**Required task 1:** From the listing, extract every line that contains the word "trees".

────────

Reviewed by Angela Paull

I’ve always been very lucky that Lucas is a keen reader but during the summer (hopefully sunny) months it’s inevitable that the lure of the outside is stronger and sitting down with a book takes a bit of a back seat for a while. However now we’re firmly in Autumn and days are getting shorter it’s the ideal time to squish up on the sofa and get stuck into a few good books. I was really pleased, therefore, to have the opportunity to check out some new releases (and old favourites) from some of our favourite publishers.

────────

**Required task 2:** According to the review, which season makes it the ideal time to squish up on the sofa with a few good books?

────────

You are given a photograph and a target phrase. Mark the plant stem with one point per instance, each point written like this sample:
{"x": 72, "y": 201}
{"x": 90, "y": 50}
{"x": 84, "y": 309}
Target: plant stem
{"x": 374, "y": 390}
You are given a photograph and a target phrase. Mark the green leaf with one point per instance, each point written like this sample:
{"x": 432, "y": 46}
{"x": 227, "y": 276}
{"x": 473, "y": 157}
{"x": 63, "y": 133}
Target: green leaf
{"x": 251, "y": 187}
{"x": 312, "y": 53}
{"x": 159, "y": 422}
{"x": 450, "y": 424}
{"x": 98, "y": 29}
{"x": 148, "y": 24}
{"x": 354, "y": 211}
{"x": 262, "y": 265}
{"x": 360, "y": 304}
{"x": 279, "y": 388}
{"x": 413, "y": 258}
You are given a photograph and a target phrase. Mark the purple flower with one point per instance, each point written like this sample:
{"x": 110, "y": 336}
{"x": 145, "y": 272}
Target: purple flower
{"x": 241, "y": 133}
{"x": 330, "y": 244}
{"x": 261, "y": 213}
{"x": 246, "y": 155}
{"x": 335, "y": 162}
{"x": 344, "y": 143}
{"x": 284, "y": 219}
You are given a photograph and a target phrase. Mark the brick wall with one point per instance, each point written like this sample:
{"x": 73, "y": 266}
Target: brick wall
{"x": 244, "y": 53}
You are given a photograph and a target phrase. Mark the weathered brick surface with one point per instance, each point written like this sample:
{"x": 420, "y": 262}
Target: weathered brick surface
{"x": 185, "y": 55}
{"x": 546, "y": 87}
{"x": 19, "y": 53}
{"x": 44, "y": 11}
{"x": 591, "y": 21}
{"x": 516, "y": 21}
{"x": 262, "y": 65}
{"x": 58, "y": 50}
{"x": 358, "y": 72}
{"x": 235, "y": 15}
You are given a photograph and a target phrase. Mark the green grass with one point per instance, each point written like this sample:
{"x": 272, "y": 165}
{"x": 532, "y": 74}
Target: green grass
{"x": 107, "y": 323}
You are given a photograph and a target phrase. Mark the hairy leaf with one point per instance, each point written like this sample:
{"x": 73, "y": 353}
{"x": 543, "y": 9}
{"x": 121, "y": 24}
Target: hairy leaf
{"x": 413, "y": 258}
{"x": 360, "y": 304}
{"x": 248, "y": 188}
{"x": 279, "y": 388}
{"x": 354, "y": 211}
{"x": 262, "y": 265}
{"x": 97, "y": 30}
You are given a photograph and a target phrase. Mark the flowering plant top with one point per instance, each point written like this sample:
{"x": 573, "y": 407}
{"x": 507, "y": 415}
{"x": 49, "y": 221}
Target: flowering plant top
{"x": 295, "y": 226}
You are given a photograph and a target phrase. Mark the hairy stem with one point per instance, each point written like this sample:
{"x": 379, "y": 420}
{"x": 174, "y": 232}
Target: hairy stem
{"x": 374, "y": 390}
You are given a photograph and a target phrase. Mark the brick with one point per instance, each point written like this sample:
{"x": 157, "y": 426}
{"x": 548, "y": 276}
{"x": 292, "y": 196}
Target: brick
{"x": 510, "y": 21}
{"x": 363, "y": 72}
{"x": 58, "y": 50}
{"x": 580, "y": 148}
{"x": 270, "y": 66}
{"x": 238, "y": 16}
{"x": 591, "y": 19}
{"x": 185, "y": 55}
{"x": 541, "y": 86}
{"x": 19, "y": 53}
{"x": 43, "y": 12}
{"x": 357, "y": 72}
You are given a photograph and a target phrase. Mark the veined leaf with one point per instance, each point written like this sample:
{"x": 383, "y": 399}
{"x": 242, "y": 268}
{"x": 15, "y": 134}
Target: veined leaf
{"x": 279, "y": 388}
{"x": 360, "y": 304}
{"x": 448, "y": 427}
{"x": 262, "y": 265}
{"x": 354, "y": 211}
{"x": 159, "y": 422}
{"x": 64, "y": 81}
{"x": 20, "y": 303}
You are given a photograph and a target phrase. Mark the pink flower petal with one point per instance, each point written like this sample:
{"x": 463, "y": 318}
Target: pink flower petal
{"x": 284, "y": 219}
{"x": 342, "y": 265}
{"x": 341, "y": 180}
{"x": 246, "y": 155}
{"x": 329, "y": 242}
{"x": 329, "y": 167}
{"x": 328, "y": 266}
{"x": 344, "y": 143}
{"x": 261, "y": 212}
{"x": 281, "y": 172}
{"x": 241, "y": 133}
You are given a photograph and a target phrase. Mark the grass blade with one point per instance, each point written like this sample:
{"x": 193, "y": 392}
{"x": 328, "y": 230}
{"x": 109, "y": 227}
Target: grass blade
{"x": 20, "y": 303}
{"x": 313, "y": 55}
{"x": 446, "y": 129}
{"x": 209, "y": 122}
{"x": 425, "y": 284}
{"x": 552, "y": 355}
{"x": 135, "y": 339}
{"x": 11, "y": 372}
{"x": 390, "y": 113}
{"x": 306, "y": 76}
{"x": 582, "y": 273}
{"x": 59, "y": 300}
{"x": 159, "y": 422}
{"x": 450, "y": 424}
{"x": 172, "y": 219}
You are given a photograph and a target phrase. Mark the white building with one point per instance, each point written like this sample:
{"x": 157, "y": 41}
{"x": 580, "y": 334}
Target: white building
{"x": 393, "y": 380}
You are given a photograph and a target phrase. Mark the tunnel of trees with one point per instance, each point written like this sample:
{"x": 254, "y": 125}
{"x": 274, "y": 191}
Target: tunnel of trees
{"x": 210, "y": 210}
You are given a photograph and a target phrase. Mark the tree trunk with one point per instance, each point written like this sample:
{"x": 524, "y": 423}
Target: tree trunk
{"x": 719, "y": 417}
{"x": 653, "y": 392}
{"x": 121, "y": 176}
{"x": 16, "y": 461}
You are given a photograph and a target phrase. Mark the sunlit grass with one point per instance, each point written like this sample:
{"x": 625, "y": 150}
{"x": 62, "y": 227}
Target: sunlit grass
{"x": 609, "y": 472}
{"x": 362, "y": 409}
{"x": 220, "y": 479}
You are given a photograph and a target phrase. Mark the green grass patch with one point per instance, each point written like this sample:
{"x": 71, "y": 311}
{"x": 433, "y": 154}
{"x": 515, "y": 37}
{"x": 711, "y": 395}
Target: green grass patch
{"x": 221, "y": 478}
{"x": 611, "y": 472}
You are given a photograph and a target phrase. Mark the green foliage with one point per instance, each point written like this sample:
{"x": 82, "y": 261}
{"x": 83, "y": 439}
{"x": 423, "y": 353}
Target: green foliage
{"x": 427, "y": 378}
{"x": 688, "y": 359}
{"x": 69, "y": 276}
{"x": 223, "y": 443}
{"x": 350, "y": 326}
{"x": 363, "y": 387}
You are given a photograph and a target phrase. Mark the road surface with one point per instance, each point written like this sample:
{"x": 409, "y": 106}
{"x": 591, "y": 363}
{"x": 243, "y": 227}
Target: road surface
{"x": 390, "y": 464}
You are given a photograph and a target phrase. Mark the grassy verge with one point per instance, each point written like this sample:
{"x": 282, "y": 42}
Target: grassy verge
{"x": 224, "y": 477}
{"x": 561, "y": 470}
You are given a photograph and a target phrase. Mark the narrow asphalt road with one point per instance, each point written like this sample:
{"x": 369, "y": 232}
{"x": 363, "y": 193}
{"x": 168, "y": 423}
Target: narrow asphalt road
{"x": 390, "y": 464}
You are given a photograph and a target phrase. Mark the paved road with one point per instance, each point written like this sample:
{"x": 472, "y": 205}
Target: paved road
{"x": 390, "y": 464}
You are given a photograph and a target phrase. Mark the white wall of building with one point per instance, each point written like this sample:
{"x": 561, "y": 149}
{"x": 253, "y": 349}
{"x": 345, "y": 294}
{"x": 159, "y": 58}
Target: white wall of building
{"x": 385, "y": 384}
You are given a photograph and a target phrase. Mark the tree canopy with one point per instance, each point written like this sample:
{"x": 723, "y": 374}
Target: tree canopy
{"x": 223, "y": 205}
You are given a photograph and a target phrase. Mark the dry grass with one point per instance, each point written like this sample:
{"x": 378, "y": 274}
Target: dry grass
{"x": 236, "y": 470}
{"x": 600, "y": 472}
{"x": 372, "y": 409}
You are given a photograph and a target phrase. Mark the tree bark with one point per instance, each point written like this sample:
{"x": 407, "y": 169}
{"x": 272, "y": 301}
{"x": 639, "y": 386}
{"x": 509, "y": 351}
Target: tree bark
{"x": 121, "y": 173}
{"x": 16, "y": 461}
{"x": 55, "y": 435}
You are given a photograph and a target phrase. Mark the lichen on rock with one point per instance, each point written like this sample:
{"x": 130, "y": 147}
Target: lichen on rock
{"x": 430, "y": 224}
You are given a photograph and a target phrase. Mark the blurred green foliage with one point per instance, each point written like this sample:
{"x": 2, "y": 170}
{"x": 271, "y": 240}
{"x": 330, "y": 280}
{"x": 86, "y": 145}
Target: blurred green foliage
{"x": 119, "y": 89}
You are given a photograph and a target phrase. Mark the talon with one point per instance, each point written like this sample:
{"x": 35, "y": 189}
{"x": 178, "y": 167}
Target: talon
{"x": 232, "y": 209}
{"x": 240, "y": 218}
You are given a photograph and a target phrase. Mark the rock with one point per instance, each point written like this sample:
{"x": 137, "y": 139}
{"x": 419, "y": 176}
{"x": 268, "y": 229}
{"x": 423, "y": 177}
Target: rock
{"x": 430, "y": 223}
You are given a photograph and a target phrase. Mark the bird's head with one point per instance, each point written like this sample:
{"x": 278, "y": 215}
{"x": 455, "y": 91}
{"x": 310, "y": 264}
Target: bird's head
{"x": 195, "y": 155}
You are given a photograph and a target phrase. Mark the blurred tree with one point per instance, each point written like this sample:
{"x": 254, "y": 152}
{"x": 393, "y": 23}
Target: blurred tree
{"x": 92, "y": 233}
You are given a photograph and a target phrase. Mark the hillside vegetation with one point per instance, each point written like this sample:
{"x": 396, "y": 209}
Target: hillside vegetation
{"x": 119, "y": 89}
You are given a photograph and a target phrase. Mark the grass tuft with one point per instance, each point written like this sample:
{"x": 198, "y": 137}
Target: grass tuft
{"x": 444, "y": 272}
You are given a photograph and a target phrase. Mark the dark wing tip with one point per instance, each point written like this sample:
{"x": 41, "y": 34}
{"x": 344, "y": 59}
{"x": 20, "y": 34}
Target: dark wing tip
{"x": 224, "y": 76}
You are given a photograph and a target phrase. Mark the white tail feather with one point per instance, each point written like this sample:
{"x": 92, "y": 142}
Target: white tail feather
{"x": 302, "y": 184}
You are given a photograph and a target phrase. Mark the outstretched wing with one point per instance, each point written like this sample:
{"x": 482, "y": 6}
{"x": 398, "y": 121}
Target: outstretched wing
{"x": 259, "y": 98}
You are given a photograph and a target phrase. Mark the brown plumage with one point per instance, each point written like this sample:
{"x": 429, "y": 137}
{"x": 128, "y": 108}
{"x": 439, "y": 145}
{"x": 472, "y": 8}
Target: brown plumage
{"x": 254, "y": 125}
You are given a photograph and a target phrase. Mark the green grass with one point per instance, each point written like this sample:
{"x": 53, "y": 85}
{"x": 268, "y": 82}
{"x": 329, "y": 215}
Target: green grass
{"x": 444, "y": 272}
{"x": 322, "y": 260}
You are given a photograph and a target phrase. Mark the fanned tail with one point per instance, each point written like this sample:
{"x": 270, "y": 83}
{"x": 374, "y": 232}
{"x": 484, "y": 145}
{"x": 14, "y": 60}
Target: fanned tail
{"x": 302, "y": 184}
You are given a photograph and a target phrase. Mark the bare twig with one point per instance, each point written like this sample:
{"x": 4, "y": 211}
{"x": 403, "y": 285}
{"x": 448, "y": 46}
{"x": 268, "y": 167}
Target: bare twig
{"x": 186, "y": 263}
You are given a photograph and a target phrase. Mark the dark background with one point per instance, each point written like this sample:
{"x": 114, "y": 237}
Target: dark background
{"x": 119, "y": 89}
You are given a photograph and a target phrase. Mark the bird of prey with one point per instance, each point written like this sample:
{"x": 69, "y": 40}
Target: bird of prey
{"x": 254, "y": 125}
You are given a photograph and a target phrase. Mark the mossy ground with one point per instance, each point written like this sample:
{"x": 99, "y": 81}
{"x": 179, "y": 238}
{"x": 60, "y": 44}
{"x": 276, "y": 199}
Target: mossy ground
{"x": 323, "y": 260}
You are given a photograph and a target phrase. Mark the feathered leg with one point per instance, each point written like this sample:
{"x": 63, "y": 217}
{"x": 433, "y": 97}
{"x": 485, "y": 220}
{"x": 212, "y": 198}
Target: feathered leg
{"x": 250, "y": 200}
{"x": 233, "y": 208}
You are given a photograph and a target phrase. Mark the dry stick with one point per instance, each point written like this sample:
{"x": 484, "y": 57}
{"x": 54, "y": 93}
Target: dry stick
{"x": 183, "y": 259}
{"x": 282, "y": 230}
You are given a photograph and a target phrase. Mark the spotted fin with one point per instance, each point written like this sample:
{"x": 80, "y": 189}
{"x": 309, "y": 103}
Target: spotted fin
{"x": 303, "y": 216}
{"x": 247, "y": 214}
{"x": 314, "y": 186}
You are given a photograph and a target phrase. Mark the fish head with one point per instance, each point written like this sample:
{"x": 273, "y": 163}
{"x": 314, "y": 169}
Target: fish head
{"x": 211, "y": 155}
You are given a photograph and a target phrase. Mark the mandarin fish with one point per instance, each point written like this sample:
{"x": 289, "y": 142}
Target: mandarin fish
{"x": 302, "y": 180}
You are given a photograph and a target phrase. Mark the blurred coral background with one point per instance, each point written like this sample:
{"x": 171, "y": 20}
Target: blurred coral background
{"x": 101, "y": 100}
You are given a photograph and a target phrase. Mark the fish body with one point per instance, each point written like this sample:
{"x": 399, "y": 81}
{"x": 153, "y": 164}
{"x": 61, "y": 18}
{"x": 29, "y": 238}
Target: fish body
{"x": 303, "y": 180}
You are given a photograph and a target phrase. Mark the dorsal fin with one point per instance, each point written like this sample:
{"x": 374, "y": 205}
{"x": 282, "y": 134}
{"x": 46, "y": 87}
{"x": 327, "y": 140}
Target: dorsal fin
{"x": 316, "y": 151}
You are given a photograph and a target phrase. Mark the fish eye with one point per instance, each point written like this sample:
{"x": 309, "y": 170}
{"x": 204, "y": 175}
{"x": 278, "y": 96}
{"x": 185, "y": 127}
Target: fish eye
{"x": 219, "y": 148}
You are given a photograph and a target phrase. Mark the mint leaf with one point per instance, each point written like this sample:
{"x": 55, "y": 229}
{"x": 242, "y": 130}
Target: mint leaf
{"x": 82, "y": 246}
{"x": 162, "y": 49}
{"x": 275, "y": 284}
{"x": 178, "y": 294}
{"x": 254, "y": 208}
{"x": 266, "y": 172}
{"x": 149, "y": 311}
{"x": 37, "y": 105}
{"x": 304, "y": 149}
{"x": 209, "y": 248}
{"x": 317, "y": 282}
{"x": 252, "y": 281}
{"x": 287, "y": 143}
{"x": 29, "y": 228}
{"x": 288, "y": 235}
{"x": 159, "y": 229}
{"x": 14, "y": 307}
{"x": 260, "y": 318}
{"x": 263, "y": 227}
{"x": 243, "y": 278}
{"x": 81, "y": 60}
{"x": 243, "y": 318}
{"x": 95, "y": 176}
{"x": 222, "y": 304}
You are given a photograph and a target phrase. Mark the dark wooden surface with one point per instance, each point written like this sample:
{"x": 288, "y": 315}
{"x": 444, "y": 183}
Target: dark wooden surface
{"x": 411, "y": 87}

────────

**Task result 1:**
You are given a photograph and a target phrase. Mark the tunnel of trees with one point per instance, each point written like this sample:
Target: tunnel of trees

**Task result 2:** Autumn.